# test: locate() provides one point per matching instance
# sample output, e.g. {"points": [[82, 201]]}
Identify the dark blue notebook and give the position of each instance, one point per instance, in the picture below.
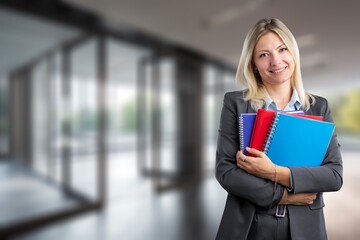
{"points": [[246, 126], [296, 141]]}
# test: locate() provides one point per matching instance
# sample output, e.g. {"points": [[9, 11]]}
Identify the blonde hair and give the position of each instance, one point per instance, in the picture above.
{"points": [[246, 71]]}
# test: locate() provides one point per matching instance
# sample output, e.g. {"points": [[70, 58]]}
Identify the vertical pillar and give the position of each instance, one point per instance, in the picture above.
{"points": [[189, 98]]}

***

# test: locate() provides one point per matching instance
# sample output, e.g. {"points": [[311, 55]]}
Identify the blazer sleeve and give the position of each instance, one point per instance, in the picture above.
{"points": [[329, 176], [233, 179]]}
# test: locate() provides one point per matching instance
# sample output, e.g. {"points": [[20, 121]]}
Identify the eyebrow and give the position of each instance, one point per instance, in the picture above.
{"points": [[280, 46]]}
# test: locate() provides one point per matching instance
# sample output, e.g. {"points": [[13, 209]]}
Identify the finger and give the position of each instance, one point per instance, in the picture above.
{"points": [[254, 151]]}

***

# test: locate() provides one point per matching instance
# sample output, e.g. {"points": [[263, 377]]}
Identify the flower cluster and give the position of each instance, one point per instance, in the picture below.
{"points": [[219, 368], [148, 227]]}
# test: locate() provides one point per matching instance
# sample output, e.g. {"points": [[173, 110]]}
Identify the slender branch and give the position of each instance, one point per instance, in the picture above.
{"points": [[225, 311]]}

***

**TO DO:** Find each line in the listing that contains the word "above" and copy every one of those lines in full.

**SOLUTION BELOW:**
Identify the blonde hair and give the position of each instance, one point per instance, in the picture above.
Identify the vertical pillar and give the position of each instance, one point per instance, in the picture above.
Identify the blazer sleeve and give the position of each instance, one point per instance, in the picture above.
Identify the eyebrow and give the position of each instance, one point per instance, in the picture above.
Identify the finger and give the position of each instance, one point per instance, in the picture above.
Identify the slender branch and give the position of each instance, one point per instance, in the picture above.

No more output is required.